# [Task details]
Word for word, reproduce each line of the data below, omitting every image.

# [Supplied data]
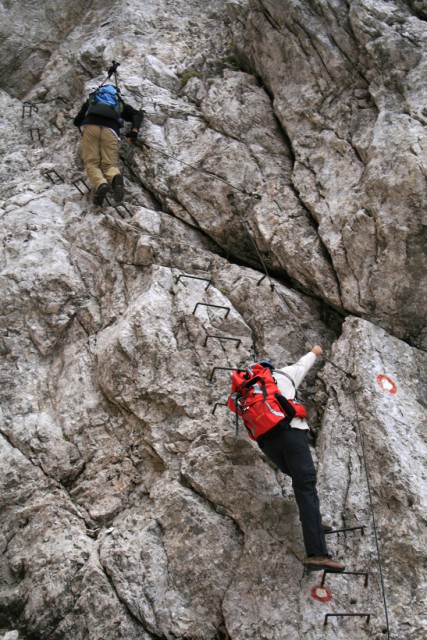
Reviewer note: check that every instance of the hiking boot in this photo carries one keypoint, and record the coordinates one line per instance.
(118, 188)
(100, 193)
(323, 563)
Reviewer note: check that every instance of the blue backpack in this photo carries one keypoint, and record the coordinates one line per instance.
(105, 101)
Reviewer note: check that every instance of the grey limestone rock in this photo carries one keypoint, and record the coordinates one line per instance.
(275, 200)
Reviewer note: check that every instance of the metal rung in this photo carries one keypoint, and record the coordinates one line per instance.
(38, 133)
(350, 615)
(28, 106)
(218, 404)
(116, 205)
(76, 184)
(349, 573)
(263, 278)
(238, 340)
(48, 175)
(211, 377)
(361, 527)
(217, 306)
(122, 204)
(184, 275)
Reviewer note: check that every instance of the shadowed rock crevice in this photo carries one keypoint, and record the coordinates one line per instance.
(129, 509)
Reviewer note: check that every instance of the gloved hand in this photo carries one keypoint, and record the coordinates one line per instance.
(131, 136)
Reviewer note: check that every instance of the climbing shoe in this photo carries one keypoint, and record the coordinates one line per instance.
(118, 188)
(100, 193)
(323, 563)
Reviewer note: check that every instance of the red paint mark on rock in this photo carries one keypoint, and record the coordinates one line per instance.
(321, 593)
(386, 383)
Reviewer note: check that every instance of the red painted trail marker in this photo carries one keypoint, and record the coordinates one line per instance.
(386, 383)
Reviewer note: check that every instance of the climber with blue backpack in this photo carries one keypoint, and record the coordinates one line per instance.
(265, 398)
(101, 118)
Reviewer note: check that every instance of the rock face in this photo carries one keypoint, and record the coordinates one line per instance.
(281, 139)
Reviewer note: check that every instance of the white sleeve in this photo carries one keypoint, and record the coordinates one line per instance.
(299, 370)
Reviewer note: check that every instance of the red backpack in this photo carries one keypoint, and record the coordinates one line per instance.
(256, 398)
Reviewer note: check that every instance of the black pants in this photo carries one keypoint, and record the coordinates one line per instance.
(289, 450)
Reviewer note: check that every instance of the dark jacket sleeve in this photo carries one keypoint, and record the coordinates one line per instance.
(132, 115)
(81, 114)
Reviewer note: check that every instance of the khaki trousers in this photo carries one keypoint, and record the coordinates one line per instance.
(100, 154)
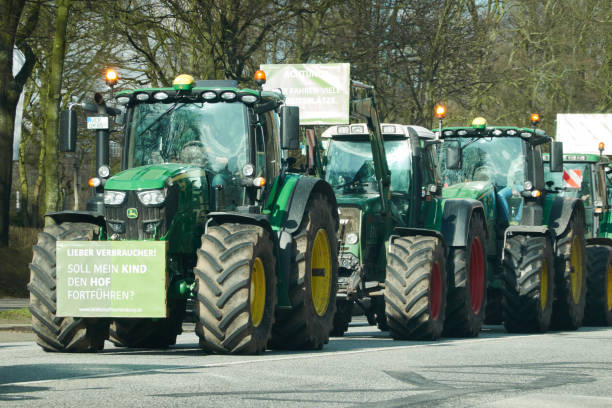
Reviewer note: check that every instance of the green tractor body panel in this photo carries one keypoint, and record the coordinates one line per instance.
(147, 177)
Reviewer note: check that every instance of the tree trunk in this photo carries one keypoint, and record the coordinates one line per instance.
(10, 14)
(52, 194)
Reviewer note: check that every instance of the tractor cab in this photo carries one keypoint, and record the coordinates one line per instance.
(507, 158)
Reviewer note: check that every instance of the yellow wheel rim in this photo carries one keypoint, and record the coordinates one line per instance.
(258, 292)
(576, 271)
(544, 285)
(320, 272)
(609, 292)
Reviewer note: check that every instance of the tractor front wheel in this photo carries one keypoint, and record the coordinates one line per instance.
(529, 284)
(236, 289)
(313, 280)
(416, 288)
(54, 333)
(570, 277)
(598, 310)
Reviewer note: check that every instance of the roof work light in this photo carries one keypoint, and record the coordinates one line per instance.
(260, 77)
(111, 77)
(440, 111)
(479, 123)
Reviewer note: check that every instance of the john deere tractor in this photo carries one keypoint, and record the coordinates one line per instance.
(535, 240)
(395, 229)
(585, 177)
(205, 200)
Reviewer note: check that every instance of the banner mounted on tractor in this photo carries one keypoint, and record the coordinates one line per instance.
(320, 90)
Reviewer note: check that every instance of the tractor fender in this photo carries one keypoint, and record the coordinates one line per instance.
(89, 217)
(302, 191)
(218, 218)
(399, 232)
(561, 212)
(531, 230)
(456, 219)
(599, 241)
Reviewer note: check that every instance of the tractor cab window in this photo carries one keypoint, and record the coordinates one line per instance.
(350, 168)
(499, 160)
(399, 159)
(211, 135)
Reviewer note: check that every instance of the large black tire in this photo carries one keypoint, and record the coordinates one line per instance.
(416, 288)
(236, 289)
(309, 322)
(53, 333)
(570, 277)
(342, 317)
(149, 333)
(529, 284)
(467, 293)
(598, 310)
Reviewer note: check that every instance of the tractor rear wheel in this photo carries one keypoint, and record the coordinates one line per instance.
(342, 317)
(570, 277)
(598, 310)
(149, 333)
(54, 333)
(312, 281)
(529, 284)
(468, 289)
(236, 289)
(416, 288)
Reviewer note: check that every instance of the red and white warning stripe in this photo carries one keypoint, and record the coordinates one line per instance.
(572, 178)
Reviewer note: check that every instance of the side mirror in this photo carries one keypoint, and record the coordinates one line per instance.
(454, 157)
(290, 127)
(68, 125)
(120, 119)
(556, 157)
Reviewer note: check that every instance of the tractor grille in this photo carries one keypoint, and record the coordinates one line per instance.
(150, 223)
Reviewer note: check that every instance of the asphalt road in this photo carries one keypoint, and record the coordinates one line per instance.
(363, 369)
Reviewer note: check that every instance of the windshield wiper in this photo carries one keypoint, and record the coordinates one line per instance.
(170, 109)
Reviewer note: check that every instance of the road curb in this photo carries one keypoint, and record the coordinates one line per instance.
(24, 328)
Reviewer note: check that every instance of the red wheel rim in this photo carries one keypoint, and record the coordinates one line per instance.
(476, 275)
(435, 291)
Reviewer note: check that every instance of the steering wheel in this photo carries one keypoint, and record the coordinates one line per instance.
(193, 152)
(483, 173)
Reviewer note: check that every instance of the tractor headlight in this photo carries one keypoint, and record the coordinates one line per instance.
(113, 197)
(104, 171)
(151, 197)
(352, 238)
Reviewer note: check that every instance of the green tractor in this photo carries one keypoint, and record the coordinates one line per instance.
(585, 178)
(396, 230)
(205, 177)
(537, 272)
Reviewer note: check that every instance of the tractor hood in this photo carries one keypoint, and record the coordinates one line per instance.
(470, 189)
(368, 203)
(149, 177)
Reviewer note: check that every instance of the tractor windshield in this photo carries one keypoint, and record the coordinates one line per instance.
(350, 168)
(500, 160)
(575, 181)
(213, 135)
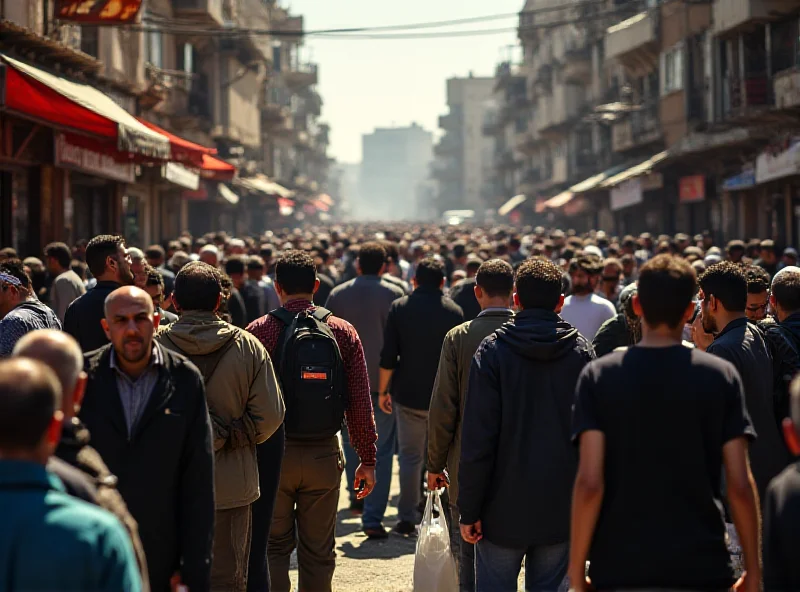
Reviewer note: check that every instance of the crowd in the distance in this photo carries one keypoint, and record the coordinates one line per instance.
(625, 403)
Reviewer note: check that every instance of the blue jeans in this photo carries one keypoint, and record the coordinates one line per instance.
(376, 502)
(497, 568)
(463, 552)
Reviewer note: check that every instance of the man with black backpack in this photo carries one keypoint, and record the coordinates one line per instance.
(323, 373)
(245, 406)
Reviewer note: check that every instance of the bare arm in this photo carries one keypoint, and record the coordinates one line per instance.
(587, 499)
(743, 502)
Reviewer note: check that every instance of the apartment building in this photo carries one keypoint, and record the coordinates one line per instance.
(394, 167)
(464, 155)
(189, 93)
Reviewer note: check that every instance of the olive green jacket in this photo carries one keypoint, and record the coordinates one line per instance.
(450, 389)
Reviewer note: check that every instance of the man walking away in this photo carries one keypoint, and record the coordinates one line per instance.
(782, 514)
(660, 404)
(20, 310)
(49, 540)
(110, 264)
(146, 410)
(724, 295)
(517, 463)
(77, 464)
(494, 284)
(245, 405)
(67, 286)
(365, 302)
(415, 330)
(585, 310)
(324, 378)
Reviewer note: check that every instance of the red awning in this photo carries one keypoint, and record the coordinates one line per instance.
(182, 150)
(216, 169)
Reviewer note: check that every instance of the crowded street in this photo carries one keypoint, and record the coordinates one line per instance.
(356, 296)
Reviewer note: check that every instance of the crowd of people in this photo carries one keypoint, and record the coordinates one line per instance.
(180, 416)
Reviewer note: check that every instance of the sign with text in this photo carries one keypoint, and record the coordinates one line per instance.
(98, 12)
(627, 194)
(692, 188)
(94, 162)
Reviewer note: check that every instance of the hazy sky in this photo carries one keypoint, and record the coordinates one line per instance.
(379, 83)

# [Response to the exercise]
Reviewer note: check that every instance of the hiking boot in this photo carries one keypoint, and record the coordinates one line per instance.
(118, 188)
(100, 193)
(323, 563)
Reviewer note: check that every instance of the blue backpack in this photo carries one keypoint, and record the coordinates one line per instance.
(105, 101)
Reviewer note: check that every instance of the grey limestone rock in this photo carries one keypoint, and record the coordinates one line per instance.
(275, 200)
Reviewer note: check that every instance of the metal rung in this photo carries one keypoint, and record the coordinates one line per instance.
(38, 133)
(350, 615)
(28, 106)
(218, 404)
(116, 205)
(76, 184)
(349, 573)
(263, 278)
(238, 340)
(48, 175)
(211, 377)
(361, 527)
(217, 306)
(122, 204)
(184, 275)
Reviewer note: check that every instance of the shadowed rock crevice in this photo carries one keypoint, and record the coordinates one line per instance.
(129, 509)
Reviewer note: check that every instance of the gloved hand in this photo carries one keypoint, and record the coordinates one line per instance.
(131, 136)
Reviewer note: check that every instance of the climbing shoe in this photo carries one keypoint, and record the coordinates one line per instance.
(118, 188)
(100, 193)
(323, 563)
Reviewer note: check that every instance of the red paint mark on rock in this photo carries one keypoint, and record the coordinates one line per instance.
(321, 593)
(386, 383)
Reviewer note: check that every instance of the red painted trail marker in this photo carries one keypoint, and record the coordinates one line per instance.
(386, 383)
Reviewer note: check that every instance of the climber with blue backpack in this photo carries one keypoint, and record the coordinates one line per instance.
(265, 398)
(101, 118)
Reviewer note: check that every instance of the rock face in this photo carries one keypoint, and record the coordinates one line per instance.
(281, 139)
Reviewer note: check that every instance of the white sleeve in this photo carries one keypoint, and record the coordinates one line per instance.
(299, 370)
Reviewer note: check that every instance of the red backpack in this photo carries one keypoint, and record the coordinates one line per instance.
(256, 398)
Reviewer note: check that every instance of the black pants in this photo carries one keypoint, and record the coordinates one line per instance.
(289, 450)
Reviewer note: check that every instance of the dark jacket sleeve in this photo carries one keypoint, and record the coordinates one line per instance.
(132, 115)
(81, 114)
Reviewer note: check that every instance of the khaki trousers in this photo carries one keypoint, and record the coordinates one line per instance.
(100, 154)
Reviewer note: check that every instance of the green tractor body panel in this photo carries one keypoint, and record the coordinates one line per instance.
(147, 177)
Reviewer note: check that every instance of the tree trunk in this photo carries one keypoint, and record the coordinates one line per instance.
(10, 14)
(52, 194)
Reviewer note: check that every instance of the tractor cab in this photo carries one keypoint, and record the coordinates one line per instance.
(507, 158)
Reviewer note: check that every instance of the yellow wheel rim in this photo carries one keypoint, and record the coordinates one line per instance.
(258, 292)
(576, 271)
(544, 285)
(320, 272)
(609, 292)
Reviewer note: check that every instance of the tractor front wheel in this photo carries one keypoint, and record the coordinates one line per instance.
(529, 284)
(236, 289)
(313, 280)
(416, 288)
(54, 333)
(570, 277)
(598, 310)
Reviewer note: check that every instance of the roof work light in this photo carries one keypoint, and record the coordinates one line per instance.
(260, 77)
(111, 77)
(440, 111)
(479, 123)
Reviewer note: check that every instance of the john deere tractor in this photo carries one keypoint, and record the coordinates one line per instance.
(535, 240)
(395, 229)
(585, 177)
(205, 200)
Reviewer note: check that every instance of the banner mounted on tractor in this photo carries one keypoint, and record the coordinates one line per instance.
(320, 90)
Reviewer note: check that every instance of the tractor fender in this photo carries one keypoint, and record the coordinates one line per instance.
(89, 217)
(302, 191)
(218, 218)
(399, 232)
(561, 212)
(531, 230)
(456, 219)
(599, 241)
Reviewer note: check that every instance of the tractor cab window in this photo carries one keypoint, and record the coordinates one line per instance.
(350, 168)
(499, 160)
(399, 159)
(211, 135)
Reviewer note: check that every instance of the large black tire in this photo carries one keypoint, and record the coordinates one line per instance.
(416, 288)
(236, 289)
(309, 322)
(53, 333)
(570, 277)
(342, 317)
(149, 333)
(529, 284)
(467, 293)
(598, 310)
Reviewer note: check that every instance of the tractor rear wheel in this photo carries one keypoint, and record the coordinates one line per instance.
(342, 317)
(570, 277)
(598, 310)
(149, 333)
(54, 333)
(312, 281)
(529, 284)
(468, 289)
(236, 289)
(416, 288)
Reviewer note: check that every instance of the red and white warning stripe in this photo carries one keypoint, and record the coordinates one line per instance.
(572, 178)
Reviewer note: check that every instance of the side mirror in this photo carries one keypoint, and record the coordinates one line per instance.
(454, 157)
(290, 127)
(68, 125)
(120, 119)
(556, 157)
Reviewer note: check that every instance of the tractor grille in this photo carries one keypoint, and record the coordinates one line per instance.
(150, 223)
Reviewer note: check that every instance of the asphalt road in this photo carries one keypoint, and record the coordinates one line per instance.
(363, 369)
Reviewer note: check that every instance of the windshield wiper in this photo carries one keypoint, and record the coordinates one line per instance.
(170, 109)
Reviewer note: check that every instance of the road curb in this photo carries one keypoint, and record the coordinates one line per instance.
(24, 328)
Reviewer note: check that every instance of the red wheel rim in this photo carries one keypoint, and record the coordinates one line per instance.
(476, 275)
(435, 291)
Reviewer note: check that every instance of the steering wheel in this photo carries one keypoint, and record the coordinates one line per instance.
(193, 152)
(483, 173)
Reviewer note: check that every instance of the tractor headlight in this photo carries one keypoint, and record the coordinates one line per instance.
(113, 197)
(104, 171)
(151, 197)
(352, 238)
Reviewer note: check that every instance of the green tractor in this photo carries one keypoint, and record the coordinates one line per instance.
(585, 178)
(396, 230)
(205, 177)
(537, 272)
Reviewer note: check that every instance of the tractor hood in this photo carries one keypoint, and record the coordinates one line per instance.
(470, 189)
(368, 203)
(149, 177)
Reviewer note: check that every instance of the tractor windshield in this photo carries one keypoint, and record the coordinates one line per instance.
(350, 168)
(500, 160)
(575, 181)
(213, 135)
Reviewer note: check that every instance of the crowd in the distance in this photo carries one keypoint, and record the coordinates one line per instance.
(625, 403)
Reviewer note: check that every instance of the blue jeans in this photo carries one keypoint, and record the coordinates one line per instance.
(376, 502)
(497, 568)
(463, 552)
Reviewer note: check that every instance of the man with black backpack in this photo carries one keypoint, and record the coordinates one line per instance.
(323, 373)
(245, 406)
Reviewer note: check that every instance of the bare arm in this photo carries one keypoint, and record the coordinates one line per instance.
(587, 499)
(743, 502)
Reviewer note: check that every instance of the apartment building in this photo carries one keypoint, and record the coordinates one line per instance.
(394, 167)
(464, 155)
(189, 93)
Reviewer note: check that every instance of the olive green jacket in this photo carries one keypoint, and record the coordinates one line per instance.
(450, 389)
Reviewer note: check that every instance of the man walking away in this photo carries one keypoint, and record the coordinates one line per instance.
(782, 514)
(660, 404)
(20, 310)
(49, 540)
(110, 264)
(146, 410)
(724, 295)
(517, 463)
(77, 464)
(494, 284)
(245, 405)
(67, 286)
(365, 302)
(415, 330)
(585, 310)
(324, 378)
Reviewer note: check that every instance of the red awning in this photo carries one keypoint, and record the coordinates one line per instance.
(182, 150)
(216, 169)
Reviewer note: check that every instance of the crowded street in this photo carries one keypoint, and record the coordinates one line per instance.
(356, 296)
Reviewer note: check that every instance of the crowd of people in this photo carries one keypoint, and record the coordinates one line per instance.
(180, 416)
Reviewer note: check that every instance of the sign with text in this photo carries one keypoint, and record the coordinates one line per instance.
(98, 12)
(627, 194)
(692, 188)
(94, 162)
Reviewer note: check that every instance of the hazy sky in this photo carries one keypoint, and record the coordinates one line per instance.
(379, 83)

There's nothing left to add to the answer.